**PROBLEM STATEMENT**
Set out every line of the records below as a Markdown table with a No. column for the row number and a Text column for the line, skipping blank lines. Leave the pictures out of the table.

**ITEMS**
__________________________________________________

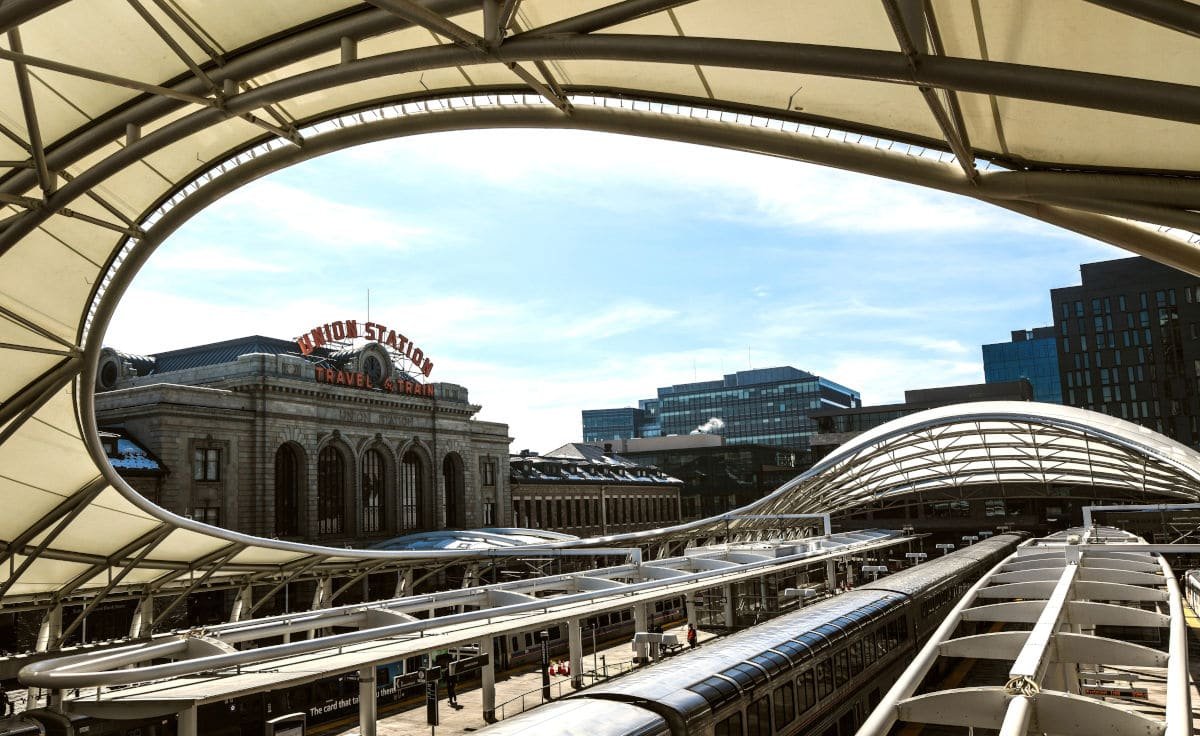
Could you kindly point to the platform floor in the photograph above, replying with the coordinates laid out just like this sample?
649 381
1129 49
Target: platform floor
519 689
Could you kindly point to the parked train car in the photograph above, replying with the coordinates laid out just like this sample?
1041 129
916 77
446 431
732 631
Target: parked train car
819 670
53 723
21 725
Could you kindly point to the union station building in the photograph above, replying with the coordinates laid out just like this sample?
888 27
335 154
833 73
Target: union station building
328 440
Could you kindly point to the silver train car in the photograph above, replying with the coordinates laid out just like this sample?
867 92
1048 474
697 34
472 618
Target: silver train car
819 670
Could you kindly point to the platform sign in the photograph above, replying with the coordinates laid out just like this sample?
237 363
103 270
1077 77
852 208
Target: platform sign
432 676
468 664
1110 692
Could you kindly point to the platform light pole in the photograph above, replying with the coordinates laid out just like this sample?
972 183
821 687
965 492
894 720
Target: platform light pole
544 638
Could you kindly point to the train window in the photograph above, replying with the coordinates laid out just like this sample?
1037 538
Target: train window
825 678
759 716
730 726
808 689
785 705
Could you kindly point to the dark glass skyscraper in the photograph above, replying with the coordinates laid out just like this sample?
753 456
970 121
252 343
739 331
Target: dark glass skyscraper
1031 354
1128 341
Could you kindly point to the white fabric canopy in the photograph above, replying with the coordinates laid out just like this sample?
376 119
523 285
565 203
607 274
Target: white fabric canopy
121 119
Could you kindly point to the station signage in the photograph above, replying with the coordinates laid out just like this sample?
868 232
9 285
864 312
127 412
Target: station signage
373 331
360 380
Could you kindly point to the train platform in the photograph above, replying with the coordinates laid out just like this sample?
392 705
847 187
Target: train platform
515 692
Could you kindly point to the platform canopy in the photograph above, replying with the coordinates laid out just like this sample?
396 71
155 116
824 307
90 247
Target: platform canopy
976 450
121 119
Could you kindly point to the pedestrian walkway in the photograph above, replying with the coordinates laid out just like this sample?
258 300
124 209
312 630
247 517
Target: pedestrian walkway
515 690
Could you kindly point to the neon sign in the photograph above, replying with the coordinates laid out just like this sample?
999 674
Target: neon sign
349 329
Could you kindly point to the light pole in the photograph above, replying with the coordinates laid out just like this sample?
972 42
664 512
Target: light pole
595 670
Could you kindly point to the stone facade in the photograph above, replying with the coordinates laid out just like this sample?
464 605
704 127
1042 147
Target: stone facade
580 490
264 444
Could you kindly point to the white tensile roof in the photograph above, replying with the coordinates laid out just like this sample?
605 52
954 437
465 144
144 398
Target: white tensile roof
120 119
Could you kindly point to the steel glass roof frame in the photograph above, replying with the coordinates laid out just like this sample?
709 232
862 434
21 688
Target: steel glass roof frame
102 219
1065 585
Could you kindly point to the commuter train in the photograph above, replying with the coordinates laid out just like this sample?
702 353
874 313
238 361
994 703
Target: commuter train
325 700
819 670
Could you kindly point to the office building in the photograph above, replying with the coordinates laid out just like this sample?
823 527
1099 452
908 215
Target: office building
763 406
1030 354
1128 340
838 426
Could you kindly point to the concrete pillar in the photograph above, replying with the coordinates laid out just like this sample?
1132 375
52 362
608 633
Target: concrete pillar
143 618
366 701
241 604
185 723
487 678
641 624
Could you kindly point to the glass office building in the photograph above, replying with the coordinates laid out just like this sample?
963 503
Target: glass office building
1128 340
765 406
1031 354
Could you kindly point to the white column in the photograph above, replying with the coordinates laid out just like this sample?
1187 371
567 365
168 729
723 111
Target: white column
185 722
143 618
241 604
487 680
366 701
575 644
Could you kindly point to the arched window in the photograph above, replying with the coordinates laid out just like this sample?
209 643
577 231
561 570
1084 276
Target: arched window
411 474
454 484
373 476
287 491
330 491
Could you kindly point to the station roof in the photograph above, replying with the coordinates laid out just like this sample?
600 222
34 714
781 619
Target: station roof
1069 671
121 120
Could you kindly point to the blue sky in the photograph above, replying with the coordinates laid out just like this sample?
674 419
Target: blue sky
551 271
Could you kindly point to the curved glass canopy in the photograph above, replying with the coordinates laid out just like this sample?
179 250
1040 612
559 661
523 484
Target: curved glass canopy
119 120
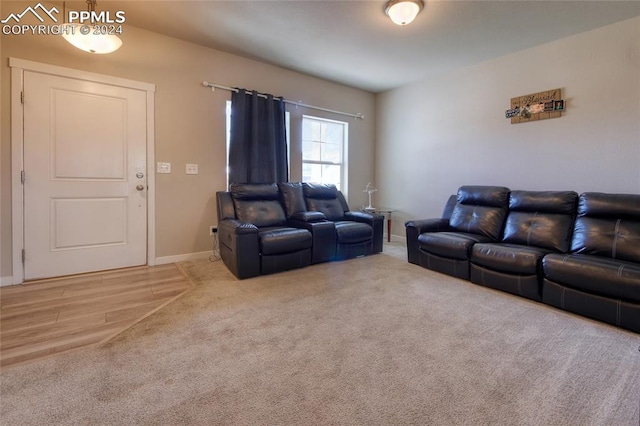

__________________________________________________

**WRITTEN SOLUTION**
| No. | Text |
|---|---|
| 1 | Could you kindly point to the platform floor in the photograph above, replying with the coordinates laid out just like this sample? |
| 2 | 649 381 |
| 3 | 1129 49 |
| 4 | Target: platform floor |
| 5 | 519 689 |
| 6 | Could you kindly point to the parked train car in the photograph above, replying with the coordinates laid out just like this sample? |
| 7 | 1041 129 |
| 8 | 916 77 |
| 9 | 446 431 |
| 10 | 732 631 |
| 11 | Target: parked train car |
| 12 | 819 670 |
| 13 | 53 723 |
| 14 | 21 725 |
| 15 | Could you kindly point to the union station building in the photograph above, replying with the coordinates laid out just like this sample? |
| 16 | 888 27 |
| 17 | 335 154 |
| 18 | 833 73 |
| 19 | Target: union station building |
| 20 | 328 440 |
| 21 | Could you kindly point to the silver train car in the photograph above, replying with the coordinates laid out just like this sample? |
| 22 | 867 92 |
| 23 | 1048 474 |
| 24 | 697 34 |
| 25 | 472 618 |
| 26 | Target: silver train car |
| 27 | 819 670 |
| 28 | Could you kindly point to the platform sign in the photograph above, replying with the coordinates laid out just like this sample? |
| 29 | 237 363 |
| 30 | 103 270 |
| 31 | 1077 77 |
| 32 | 852 208 |
| 33 | Target: platform sign |
| 34 | 432 676 |
| 35 | 468 664 |
| 36 | 1110 692 |
| 37 | Could you kindly point to the platform light pole in the photograph above, replying with the coordinates laid out just like this sample? |
| 38 | 972 183 |
| 39 | 821 687 |
| 40 | 965 492 |
| 41 | 894 720 |
| 42 | Target: platform light pole |
| 43 | 544 638 |
| 44 | Could you kindly point to the train window in the photograph above, replying with the coordinates laid out just like this sample? |
| 45 | 1037 538 |
| 46 | Target: train window |
| 47 | 825 678 |
| 48 | 759 716 |
| 49 | 730 726 |
| 50 | 808 689 |
| 51 | 785 705 |
| 52 | Could you kindly point to the dark glass skyscraper in the photograph above, replying with the coordinates laid out just like this sample? |
| 53 | 753 456 |
| 54 | 970 121 |
| 55 | 252 343 |
| 56 | 739 331 |
| 57 | Target: dark glass skyscraper |
| 58 | 1031 354 |
| 59 | 1128 341 |
| 60 | Could you kindly point to the white fabric canopy in the photograph above, replying with the coordinates laid out just like this sample? |
| 61 | 376 119 |
| 62 | 523 285 |
| 63 | 565 203 |
| 64 | 607 274 |
| 65 | Target: white fabric canopy |
| 66 | 121 119 |
| 67 | Could you kindly point to the station signage in the photograph above, replying with the coordinates laid out just like this sample? |
| 68 | 868 232 |
| 69 | 9 285 |
| 70 | 864 312 |
| 71 | 127 412 |
| 72 | Target: station signage |
| 73 | 373 331 |
| 74 | 360 380 |
| 75 | Could you kindly point to the train platform in the photograph above, replying with the coordinates laid out just like this sample? |
| 76 | 392 705 |
| 77 | 847 187 |
| 78 | Target: train platform |
| 79 | 515 692 |
| 80 | Could you kindly point to the platform canopy in the photograph above, replying with the coordinates laid out just like this sample? |
| 81 | 396 71 |
| 82 | 155 116 |
| 83 | 824 307 |
| 84 | 90 247 |
| 85 | Target: platform canopy |
| 86 | 976 450 |
| 87 | 121 119 |
| 88 | Could you kindly point to the pedestrian walkway in the photograph above, replying with the coordinates laid out just like this sample? |
| 89 | 258 300 |
| 90 | 124 209 |
| 91 | 312 630 |
| 92 | 247 517 |
| 93 | Target: pedestrian walkway |
| 94 | 515 690 |
| 95 | Could you kindly point to the neon sign in the photograph above, replying with the coordinates laid out just like this sample? |
| 96 | 999 674 |
| 97 | Target: neon sign |
| 98 | 349 329 |
| 99 | Could you kindly point to the light pole in the photograph above, replying with the coordinates laid out just like this sample? |
| 100 | 972 42 |
| 101 | 664 512 |
| 102 | Target: light pole |
| 103 | 595 670 |
| 104 | Could you kindly point to the stone facade in the photograph above, replying with the coordinates laid out just like this sample? |
| 105 | 464 605 |
| 106 | 704 127 |
| 107 | 1042 147 |
| 108 | Target: stone facade |
| 109 | 580 490 |
| 110 | 264 444 |
| 111 | Could you kindly point to the white tensile roof in the photograph above, replying with the coordinates laid out just like this sample? |
| 112 | 605 52 |
| 113 | 954 437 |
| 114 | 465 144 |
| 115 | 144 398 |
| 116 | Target: white tensile roof |
| 117 | 120 119 |
| 118 | Could you kindly point to the steel glass roof frame in the photograph above, replying with the coordinates laid out just like this sample? |
| 119 | 709 232 |
| 120 | 862 434 |
| 121 | 21 688 |
| 122 | Target: steel glass roof frame |
| 123 | 102 219 |
| 124 | 1065 585 |
| 125 | Could you kindly point to the commuter train in the photograph above, replying with the coordinates laid out just like this sample? |
| 126 | 702 353 |
| 127 | 874 313 |
| 128 | 238 361 |
| 129 | 994 703 |
| 130 | Target: commuter train |
| 131 | 325 700 |
| 132 | 819 670 |
| 133 | Could you kindly point to the office building in the photograph above, replying with the coordinates laid out just like this sample? |
| 134 | 823 527 |
| 135 | 1099 452 |
| 136 | 908 215 |
| 137 | Target: office building |
| 138 | 763 406 |
| 139 | 1030 354 |
| 140 | 1128 340 |
| 141 | 838 426 |
| 142 | Could you kindly point to the concrete pillar in the photograph above, replying with the coordinates laid out just like this sample? |
| 143 | 1132 375 |
| 144 | 52 362 |
| 145 | 608 633 |
| 146 | Target: concrete pillar |
| 147 | 143 618 |
| 148 | 366 701 |
| 149 | 241 604 |
| 150 | 185 723 |
| 151 | 487 678 |
| 152 | 641 624 |
| 153 | Could you kindly point to the glass office building in the photograph above, replying with the coordinates laid out just like this sample? |
| 154 | 963 503 |
| 155 | Target: glass office building |
| 156 | 1128 340 |
| 157 | 765 406 |
| 158 | 1031 354 |
| 159 | Could you kindly point to the white column in the photograph above, replying with the coordinates laid out just like this sample? |
| 160 | 1187 371 |
| 161 | 567 365 |
| 162 | 168 729 |
| 163 | 723 111 |
| 164 | Target: white column |
| 165 | 185 722 |
| 166 | 143 618 |
| 167 | 241 604 |
| 168 | 487 680 |
| 169 | 366 701 |
| 170 | 575 644 |
| 171 | Could you kindly point to the arched window in the photograph above, replying with the coordinates laid out just like this sample? |
| 172 | 209 643 |
| 173 | 577 231 |
| 174 | 561 570 |
| 175 | 1084 276 |
| 176 | Target: arched window |
| 177 | 411 474 |
| 178 | 454 484 |
| 179 | 373 476 |
| 180 | 287 491 |
| 181 | 330 491 |
| 182 | Could you kindly point to the station roof in the photograph above, replying with the coordinates laid out just like this sample? |
| 183 | 600 222 |
| 184 | 34 714 |
| 185 | 781 619 |
| 186 | Target: station roof |
| 187 | 1069 671 |
| 188 | 121 120 |
| 189 | Could you kindly point to the blue sky in the photograph above, replying with the coordinates laid out just like this sample? |
| 190 | 674 419 |
| 191 | Target: blue sky |
| 192 | 551 271 |
| 193 | Could you kindly point to the curved glass canopy in the photograph above, replying with the coordinates laid out just like this sample? |
| 194 | 179 250 |
| 195 | 1040 612 |
| 196 | 559 661 |
| 197 | 523 484 |
| 198 | Target: curved glass canopy |
| 199 | 119 120 |